▸ What to do
Each line holding the string "branch" is to be copied from the data.

Extracted records
○ ○ ○ ○

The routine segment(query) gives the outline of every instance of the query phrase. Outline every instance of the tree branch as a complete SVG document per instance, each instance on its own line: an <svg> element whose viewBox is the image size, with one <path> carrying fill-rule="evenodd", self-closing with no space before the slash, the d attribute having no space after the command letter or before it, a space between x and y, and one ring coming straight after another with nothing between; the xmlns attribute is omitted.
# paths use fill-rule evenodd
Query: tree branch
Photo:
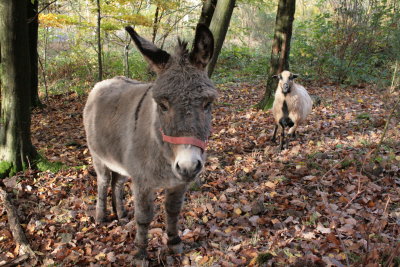
<svg viewBox="0 0 400 267"><path fill-rule="evenodd" d="M19 222L18 213L11 203L10 197L5 190L5 185L2 181L0 181L0 199L2 200L4 208L7 211L8 224L10 226L12 235L14 236L15 243L20 246L20 257L18 258L18 261L21 262L28 258L32 258L34 261L34 264L32 265L35 265L37 261L36 254L29 246L28 239L26 238L25 233L22 230L21 224Z"/></svg>

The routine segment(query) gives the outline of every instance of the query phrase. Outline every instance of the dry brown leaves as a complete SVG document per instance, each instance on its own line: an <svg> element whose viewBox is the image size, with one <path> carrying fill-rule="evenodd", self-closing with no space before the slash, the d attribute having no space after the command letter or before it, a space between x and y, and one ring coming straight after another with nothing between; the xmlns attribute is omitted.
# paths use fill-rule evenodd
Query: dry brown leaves
<svg viewBox="0 0 400 267"><path fill-rule="evenodd" d="M186 251L162 250L166 234L159 192L161 208L149 233L151 265L254 266L261 258L266 265L293 266L399 261L390 258L397 256L400 235L398 117L379 158L372 164L369 158L390 99L369 87L311 86L322 104L300 127L300 137L279 152L269 141L270 112L252 108L261 86L219 89L206 171L187 193L181 213ZM82 126L84 103L75 94L54 96L33 114L36 147L71 168L56 174L27 171L7 184L43 264L124 266L132 261L135 227L94 223L96 182ZM0 262L8 262L17 249L2 207L0 214Z"/></svg>

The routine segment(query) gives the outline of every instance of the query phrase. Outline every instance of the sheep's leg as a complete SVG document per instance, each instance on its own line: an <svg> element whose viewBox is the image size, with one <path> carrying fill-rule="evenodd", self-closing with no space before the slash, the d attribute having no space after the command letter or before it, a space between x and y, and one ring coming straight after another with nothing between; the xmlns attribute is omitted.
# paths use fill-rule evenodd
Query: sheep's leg
<svg viewBox="0 0 400 267"><path fill-rule="evenodd" d="M281 133L281 139L279 142L279 147L280 147L280 150L283 150L283 145L285 143L285 127L282 126L281 128L282 128L282 133ZM286 148L287 148L287 146L286 146Z"/></svg>
<svg viewBox="0 0 400 267"><path fill-rule="evenodd" d="M183 204L186 186L180 185L166 189L165 211L167 214L168 248L173 253L182 253L183 244L178 235L178 219Z"/></svg>
<svg viewBox="0 0 400 267"><path fill-rule="evenodd" d="M118 219L126 216L124 208L124 184L125 177L119 173L112 172L111 174L111 189L112 189L112 206L113 211L117 214Z"/></svg>
<svg viewBox="0 0 400 267"><path fill-rule="evenodd" d="M276 142L276 132L278 131L278 124L275 124L274 134L272 135L271 142Z"/></svg>
<svg viewBox="0 0 400 267"><path fill-rule="evenodd" d="M107 189L110 184L111 171L100 159L92 156L93 166L97 174L96 222L104 222L107 210Z"/></svg>
<svg viewBox="0 0 400 267"><path fill-rule="evenodd" d="M136 220L135 245L138 249L135 258L143 259L147 257L147 234L154 215L154 192L152 189L133 184L133 193Z"/></svg>
<svg viewBox="0 0 400 267"><path fill-rule="evenodd" d="M294 125L292 126L292 127L290 127L290 129L289 129L289 132L288 132L288 134L291 136L291 137L296 137L296 130L297 130L297 127L298 127L299 125L297 124L297 123L294 123Z"/></svg>

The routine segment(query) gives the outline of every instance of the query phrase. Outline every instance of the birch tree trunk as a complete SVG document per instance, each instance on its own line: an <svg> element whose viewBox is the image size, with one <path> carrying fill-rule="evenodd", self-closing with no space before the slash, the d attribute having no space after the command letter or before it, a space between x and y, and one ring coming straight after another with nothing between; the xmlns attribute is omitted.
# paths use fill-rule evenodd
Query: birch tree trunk
<svg viewBox="0 0 400 267"><path fill-rule="evenodd" d="M295 10L296 0L279 0L267 85L263 99L257 104L260 109L272 107L274 92L278 86L278 81L272 76L283 70L289 70L290 40Z"/></svg>

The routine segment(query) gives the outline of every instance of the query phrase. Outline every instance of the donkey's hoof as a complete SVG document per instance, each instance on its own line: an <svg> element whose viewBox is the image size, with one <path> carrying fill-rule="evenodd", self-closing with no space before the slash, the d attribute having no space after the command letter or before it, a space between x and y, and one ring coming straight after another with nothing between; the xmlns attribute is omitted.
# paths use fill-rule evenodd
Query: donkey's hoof
<svg viewBox="0 0 400 267"><path fill-rule="evenodd" d="M172 254L181 254L183 252L183 242L179 236L168 240L167 245Z"/></svg>
<svg viewBox="0 0 400 267"><path fill-rule="evenodd" d="M107 220L106 220L106 216L104 216L104 214L97 214L96 213L96 218L95 218L95 220L96 220L96 223L104 223L104 222L106 222Z"/></svg>
<svg viewBox="0 0 400 267"><path fill-rule="evenodd" d="M172 254L182 254L183 253L183 242L176 245L168 245L168 249Z"/></svg>
<svg viewBox="0 0 400 267"><path fill-rule="evenodd" d="M118 219L118 224L119 225L125 225L125 224L128 224L129 222L130 222L130 220L129 220L129 218L127 216Z"/></svg>
<svg viewBox="0 0 400 267"><path fill-rule="evenodd" d="M135 259L147 259L147 251L145 248L137 248L134 253Z"/></svg>
<svg viewBox="0 0 400 267"><path fill-rule="evenodd" d="M147 251L144 248L138 248L133 255L134 266L148 266Z"/></svg>
<svg viewBox="0 0 400 267"><path fill-rule="evenodd" d="M150 265L146 258L134 258L132 262L133 266L137 267L148 267Z"/></svg>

○ ○ ○ ○

▸ Solved problem
The routine segment(query) gives the outline of every instance of the query phrase. Outline every instance of the tree branch as a complete SVG document per instance, each instance on its own line: an <svg> element whose viewBox is the image size, with one <path> carrying fill-rule="evenodd", self-closing with no space before the slash, the d attribute having no space after the command letter or before it, a space between x and y, and one ring coming straight after another with nothing between; the xmlns attribute is omitted.
Query: tree branch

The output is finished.